** Records shown follows **

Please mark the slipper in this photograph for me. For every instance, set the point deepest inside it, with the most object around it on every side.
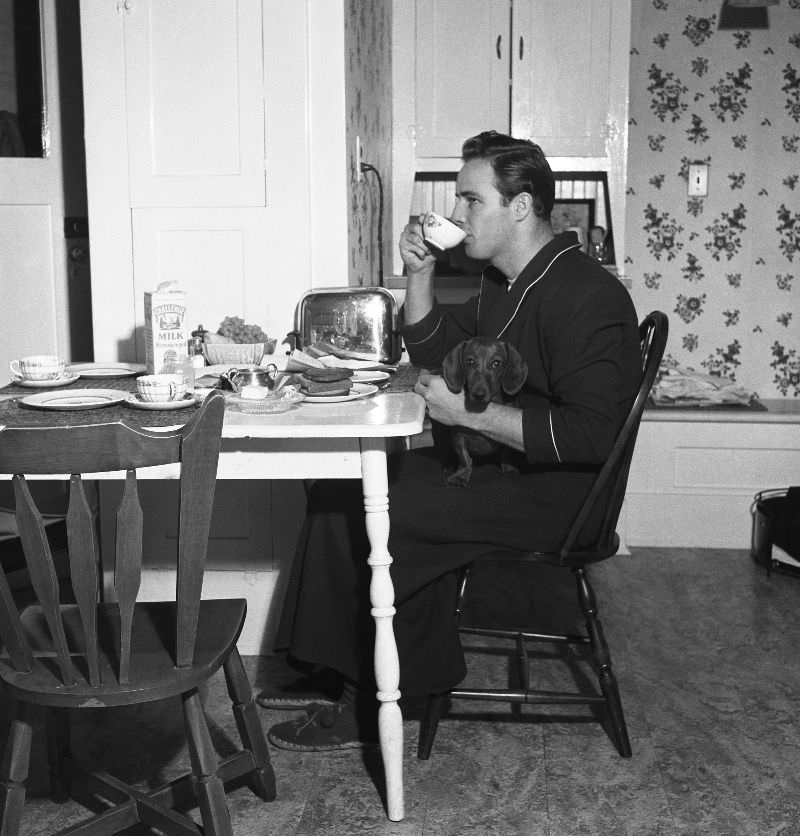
(323, 687)
(325, 728)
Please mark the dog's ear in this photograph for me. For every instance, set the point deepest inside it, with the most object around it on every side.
(515, 372)
(453, 369)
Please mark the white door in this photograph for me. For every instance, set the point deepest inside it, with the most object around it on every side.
(40, 293)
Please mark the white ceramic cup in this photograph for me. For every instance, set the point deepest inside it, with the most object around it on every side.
(160, 388)
(441, 232)
(38, 367)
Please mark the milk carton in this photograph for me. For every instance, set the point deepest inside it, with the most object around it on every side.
(165, 324)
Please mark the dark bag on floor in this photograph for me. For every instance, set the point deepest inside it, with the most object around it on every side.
(776, 521)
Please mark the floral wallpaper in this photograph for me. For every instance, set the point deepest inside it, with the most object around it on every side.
(368, 85)
(724, 267)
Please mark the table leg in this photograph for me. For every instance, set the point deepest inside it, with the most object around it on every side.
(387, 664)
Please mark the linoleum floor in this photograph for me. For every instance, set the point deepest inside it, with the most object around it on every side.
(705, 647)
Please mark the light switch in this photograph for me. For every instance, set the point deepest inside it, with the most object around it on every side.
(698, 180)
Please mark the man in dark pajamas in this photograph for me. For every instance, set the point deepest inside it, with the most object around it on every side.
(576, 328)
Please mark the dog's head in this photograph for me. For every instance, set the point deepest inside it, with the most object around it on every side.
(487, 368)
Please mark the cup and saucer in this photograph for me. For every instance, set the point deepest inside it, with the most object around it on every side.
(41, 371)
(161, 391)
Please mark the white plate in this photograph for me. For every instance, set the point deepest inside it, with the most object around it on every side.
(45, 384)
(357, 390)
(370, 377)
(136, 401)
(76, 399)
(96, 371)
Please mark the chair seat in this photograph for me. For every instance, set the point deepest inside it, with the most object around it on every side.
(574, 558)
(153, 674)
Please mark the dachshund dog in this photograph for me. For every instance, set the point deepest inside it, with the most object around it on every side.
(487, 371)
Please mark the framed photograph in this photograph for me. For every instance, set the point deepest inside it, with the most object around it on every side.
(573, 212)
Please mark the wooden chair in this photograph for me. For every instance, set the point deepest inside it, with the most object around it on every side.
(60, 658)
(609, 486)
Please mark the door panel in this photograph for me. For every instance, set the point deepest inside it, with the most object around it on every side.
(29, 323)
(195, 104)
(215, 255)
(35, 195)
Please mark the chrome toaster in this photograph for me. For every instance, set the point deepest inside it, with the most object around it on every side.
(355, 322)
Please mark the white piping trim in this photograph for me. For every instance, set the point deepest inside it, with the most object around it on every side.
(425, 339)
(552, 434)
(528, 288)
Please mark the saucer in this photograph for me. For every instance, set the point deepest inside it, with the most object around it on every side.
(64, 380)
(136, 402)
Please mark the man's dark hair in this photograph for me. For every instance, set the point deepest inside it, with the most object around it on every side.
(519, 166)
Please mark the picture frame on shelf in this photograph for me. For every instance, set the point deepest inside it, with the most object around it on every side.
(573, 213)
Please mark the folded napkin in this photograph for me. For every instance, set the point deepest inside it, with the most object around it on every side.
(683, 385)
(298, 361)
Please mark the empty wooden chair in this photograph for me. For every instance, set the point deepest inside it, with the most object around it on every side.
(609, 488)
(63, 657)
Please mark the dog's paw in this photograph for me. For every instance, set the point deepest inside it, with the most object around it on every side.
(457, 478)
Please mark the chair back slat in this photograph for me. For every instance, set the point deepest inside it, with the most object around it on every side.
(84, 558)
(128, 567)
(42, 573)
(56, 629)
(11, 631)
(198, 475)
(612, 479)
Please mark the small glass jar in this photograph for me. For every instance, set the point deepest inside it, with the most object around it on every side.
(175, 364)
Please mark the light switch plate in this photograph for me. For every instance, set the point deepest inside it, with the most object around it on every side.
(698, 180)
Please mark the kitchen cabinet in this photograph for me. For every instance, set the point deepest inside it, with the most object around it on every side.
(548, 70)
(534, 68)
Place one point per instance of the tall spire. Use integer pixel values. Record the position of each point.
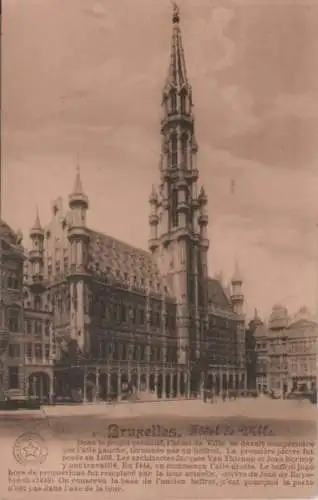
(36, 228)
(177, 73)
(37, 223)
(78, 196)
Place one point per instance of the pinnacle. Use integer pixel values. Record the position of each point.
(37, 224)
(78, 186)
(237, 277)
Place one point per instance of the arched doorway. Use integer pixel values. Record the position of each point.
(103, 384)
(182, 384)
(168, 385)
(152, 382)
(91, 387)
(143, 382)
(159, 386)
(113, 386)
(39, 386)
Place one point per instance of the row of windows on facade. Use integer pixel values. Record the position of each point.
(134, 281)
(136, 316)
(300, 345)
(304, 366)
(121, 351)
(37, 351)
(36, 326)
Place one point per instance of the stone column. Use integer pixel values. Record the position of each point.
(156, 382)
(109, 373)
(51, 389)
(118, 385)
(164, 389)
(97, 384)
(85, 385)
(178, 384)
(171, 385)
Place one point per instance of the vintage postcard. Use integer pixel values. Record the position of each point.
(158, 249)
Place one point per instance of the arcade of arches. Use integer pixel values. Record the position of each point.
(93, 384)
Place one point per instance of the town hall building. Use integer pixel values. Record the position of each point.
(100, 314)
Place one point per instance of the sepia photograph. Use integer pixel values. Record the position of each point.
(158, 249)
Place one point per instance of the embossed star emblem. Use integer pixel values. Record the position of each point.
(31, 449)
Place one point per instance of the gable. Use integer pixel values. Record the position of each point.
(217, 296)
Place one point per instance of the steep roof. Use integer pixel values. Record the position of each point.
(118, 262)
(6, 231)
(217, 295)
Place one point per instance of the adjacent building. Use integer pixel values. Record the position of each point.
(286, 352)
(100, 313)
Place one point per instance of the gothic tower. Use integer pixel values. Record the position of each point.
(78, 237)
(178, 219)
(37, 254)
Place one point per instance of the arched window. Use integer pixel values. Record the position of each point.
(174, 151)
(173, 97)
(183, 103)
(174, 206)
(184, 150)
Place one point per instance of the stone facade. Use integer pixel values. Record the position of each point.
(114, 315)
(286, 350)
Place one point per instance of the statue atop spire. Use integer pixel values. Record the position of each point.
(175, 13)
(177, 75)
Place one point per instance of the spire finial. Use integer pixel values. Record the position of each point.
(175, 13)
(37, 224)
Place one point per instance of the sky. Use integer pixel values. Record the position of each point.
(84, 80)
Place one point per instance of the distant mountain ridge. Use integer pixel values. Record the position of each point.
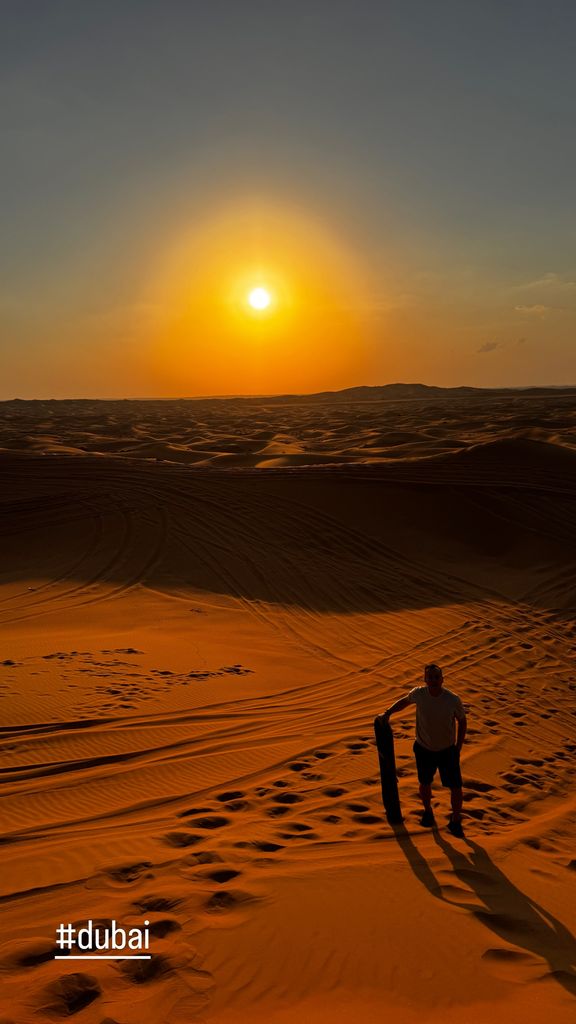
(361, 393)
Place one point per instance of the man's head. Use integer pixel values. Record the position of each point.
(434, 678)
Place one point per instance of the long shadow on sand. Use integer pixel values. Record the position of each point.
(507, 911)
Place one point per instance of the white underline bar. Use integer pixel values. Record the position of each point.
(66, 956)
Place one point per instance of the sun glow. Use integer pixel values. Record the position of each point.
(259, 298)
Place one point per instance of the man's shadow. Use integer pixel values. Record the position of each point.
(507, 911)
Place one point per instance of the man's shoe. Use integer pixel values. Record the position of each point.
(427, 819)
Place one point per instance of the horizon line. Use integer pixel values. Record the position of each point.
(304, 394)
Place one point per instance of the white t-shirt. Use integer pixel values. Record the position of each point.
(436, 717)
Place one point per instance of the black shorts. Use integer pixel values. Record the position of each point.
(447, 761)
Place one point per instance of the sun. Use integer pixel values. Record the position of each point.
(259, 298)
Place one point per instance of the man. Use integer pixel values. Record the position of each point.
(437, 743)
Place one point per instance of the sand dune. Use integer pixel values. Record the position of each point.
(200, 613)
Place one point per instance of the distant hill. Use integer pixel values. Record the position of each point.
(383, 392)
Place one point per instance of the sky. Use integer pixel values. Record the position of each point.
(397, 174)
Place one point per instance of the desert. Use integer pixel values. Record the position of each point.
(203, 605)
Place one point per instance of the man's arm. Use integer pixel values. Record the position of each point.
(399, 706)
(461, 732)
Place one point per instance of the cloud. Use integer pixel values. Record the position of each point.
(562, 282)
(536, 310)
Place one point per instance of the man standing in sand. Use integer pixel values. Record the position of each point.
(437, 743)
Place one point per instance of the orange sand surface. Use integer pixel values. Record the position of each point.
(202, 607)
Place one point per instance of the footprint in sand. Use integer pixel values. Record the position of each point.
(228, 900)
(209, 821)
(181, 840)
(127, 873)
(287, 798)
(221, 875)
(261, 845)
(70, 993)
(139, 972)
(194, 810)
(156, 904)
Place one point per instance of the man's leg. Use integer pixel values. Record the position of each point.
(425, 796)
(456, 801)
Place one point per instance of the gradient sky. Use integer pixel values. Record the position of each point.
(402, 171)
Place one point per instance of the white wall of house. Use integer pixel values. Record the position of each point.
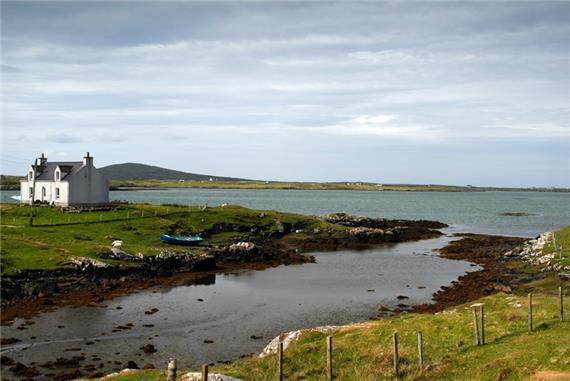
(85, 186)
(51, 192)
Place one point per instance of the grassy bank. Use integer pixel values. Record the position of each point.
(56, 236)
(364, 352)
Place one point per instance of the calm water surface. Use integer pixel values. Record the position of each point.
(335, 290)
(476, 212)
(265, 303)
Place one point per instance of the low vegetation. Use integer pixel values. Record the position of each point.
(357, 186)
(55, 235)
(364, 351)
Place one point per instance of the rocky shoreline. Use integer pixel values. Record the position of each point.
(87, 280)
(492, 253)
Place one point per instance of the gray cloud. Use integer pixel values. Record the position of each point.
(300, 81)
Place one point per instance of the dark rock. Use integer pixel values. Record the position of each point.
(151, 311)
(23, 371)
(148, 348)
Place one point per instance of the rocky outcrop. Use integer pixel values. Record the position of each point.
(532, 251)
(96, 273)
(394, 230)
(289, 337)
(241, 252)
(88, 264)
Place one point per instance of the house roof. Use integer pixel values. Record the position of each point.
(68, 168)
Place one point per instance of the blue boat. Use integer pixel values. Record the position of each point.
(181, 240)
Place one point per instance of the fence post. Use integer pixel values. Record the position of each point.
(280, 361)
(420, 351)
(396, 355)
(482, 325)
(171, 372)
(561, 301)
(475, 324)
(330, 374)
(530, 311)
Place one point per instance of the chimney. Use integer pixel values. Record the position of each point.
(88, 160)
(40, 161)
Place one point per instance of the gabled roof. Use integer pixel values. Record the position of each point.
(68, 169)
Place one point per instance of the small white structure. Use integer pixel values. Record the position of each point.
(69, 183)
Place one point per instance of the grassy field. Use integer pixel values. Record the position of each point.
(562, 238)
(364, 352)
(361, 352)
(287, 185)
(56, 236)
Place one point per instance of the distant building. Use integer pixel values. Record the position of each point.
(65, 183)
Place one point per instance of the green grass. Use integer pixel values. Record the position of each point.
(363, 352)
(563, 243)
(56, 236)
(359, 186)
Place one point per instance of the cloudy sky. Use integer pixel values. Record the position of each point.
(399, 92)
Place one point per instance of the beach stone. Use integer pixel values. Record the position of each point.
(197, 376)
(289, 337)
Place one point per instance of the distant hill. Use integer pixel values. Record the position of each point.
(135, 171)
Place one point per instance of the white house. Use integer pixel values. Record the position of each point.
(65, 183)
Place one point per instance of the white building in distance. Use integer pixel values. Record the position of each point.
(66, 183)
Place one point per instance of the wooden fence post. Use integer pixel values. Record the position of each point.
(479, 330)
(420, 351)
(280, 361)
(482, 325)
(530, 311)
(171, 372)
(396, 355)
(561, 301)
(330, 374)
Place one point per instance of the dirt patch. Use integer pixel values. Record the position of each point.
(550, 375)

** End of Records shown **

Task: Lines from the one containing "Place one point per instance of the white building" through the last line of the data above are the only output wanted; restate them exactly.

Completed task:
Place one point per instance of the white building in distance. Use integer pixel values. Record the position of each point.
(66, 183)
Place one point per instance of the wooden fence post. Use integer pixel values. Record the position of each point.
(479, 330)
(420, 351)
(280, 361)
(482, 325)
(530, 311)
(171, 372)
(396, 355)
(561, 301)
(330, 374)
Place one point per instance of the dirt patch. Use integer pixel values. Record the position of each point.
(550, 375)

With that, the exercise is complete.